▸ Prompt 1: Using the cricket report, mark each statement yes or no and back it with the deciding words quoted exactly: (a) England beat Ireland by 48 runs at Trent Bridge. (b) Rehan Ahmed scored 94. (c) Jacks said the players had rarely played together before.
▸ Prompt 2: From the cricket report, return the passage starting with "Twos to the" and going on through "this just fascinating.", copied word for word.

Twos to the fore for England, as Scrimshaw's struggles inject the intensity

Debutant shows guts as jostle for post-World Cup era begins

Cameron Ponsonby
23-Sep-2023
George Scrimshaw bagged his second as Lorcan Tucker holed out to midwicket  •  AFP/Getty Images

George Scrimshaw bagged his second as Lorcan Tucker holed out to midwicket  •  AFP/Getty Images

If you try hard enough, you can dress anything up as learning. Physicists working through their PhDs are learning. 15-year-olds reaching for a third can of cider are learning. And England debutant Tom Hartley bowling middle-over darts to Ireland's Harry Tector and George Dockrell with four men on the boundary? Well isn't this just fascinating.
England have started their cull to the 2027 World Cup, with today's Trent Bridge 48-run win against Ireland the first match of a cut-throat four-year testing ground of who can hack it and who can't. And today, it was the turn of Will Jacks, Sam Hain and Rehan Ahmed, with scores of 94, 89 and bowling figures of 4 for 54, to prove their worth.
"You've got a hell of a lot of county players who could do a job," Jacks said of the depth of white-ball talent in England. "We've only just come together but we've all played together a lot and against each other numerous times, we know each other with how we play, we know each other as people, so it's almost like you gel straightaway.
"The team aspect doesn't really come into it, we're just guys who are really relishing playing for England and getting these opportunities while the World Cup squad's away."

▸ Source data:
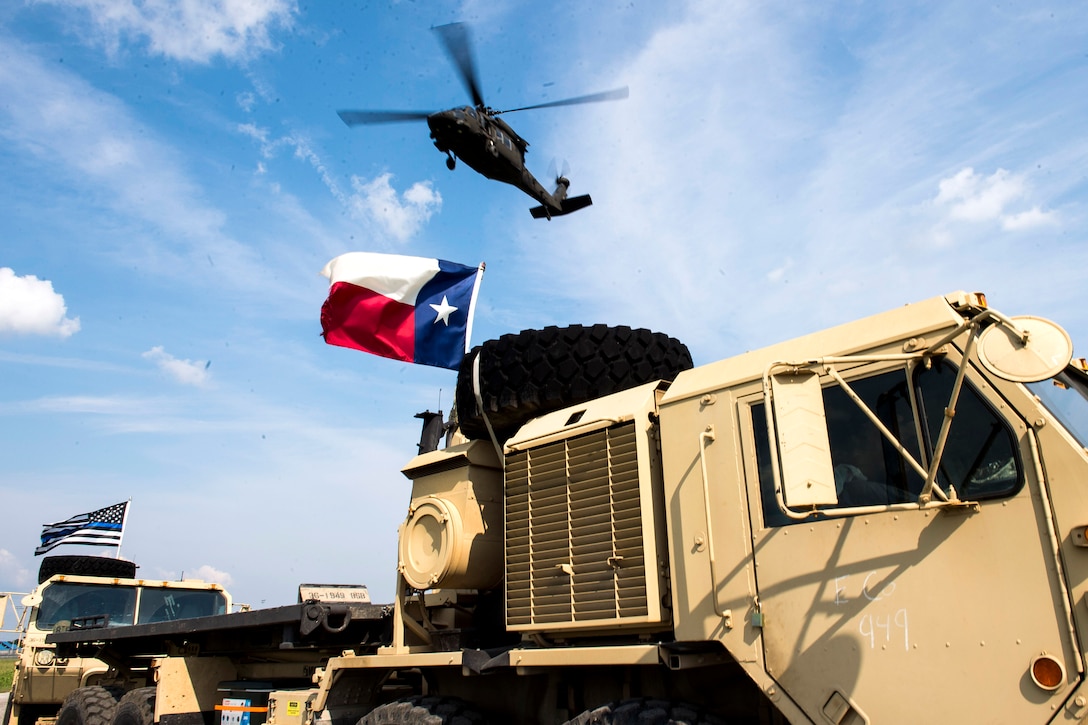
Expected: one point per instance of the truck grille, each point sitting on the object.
(575, 547)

▸ Exercise answer 1:
(a) Yes: "today's Trent Bridge 48-run win against Ireland"
(b) No: "Will Jacks, Sam Hain and Rehan Ahmed, with scores of 94, 89 and bowling figures of 4 for 54"
(c) No: "we've all played together a lot and against each other numerous times"

▸ Exercise answer 2:
Twos to the fore for England, as Scrimshaw's struggles inject the intensity

Debutant shows guts as jostle for post-World Cup era begins

Cameron Ponsonby
23-Sep-2023
George Scrimshaw bagged his second as Lorcan Tucker holed out to midwicket  •  AFP/Getty Images

George Scrimshaw bagged his second as Lorcan Tucker holed out to midwicket  •  AFP/Getty Images

If you try hard enough, you can dress anything up as learning. Physicists working through their PhDs are learning. 15-year-olds reaching for a third can of cider are learning. And England debutant Tom Hartley bowling middle-over darts to Ireland's Harry Tector and George Dockrell with four men on the boundary? Well isn't this just fascinating.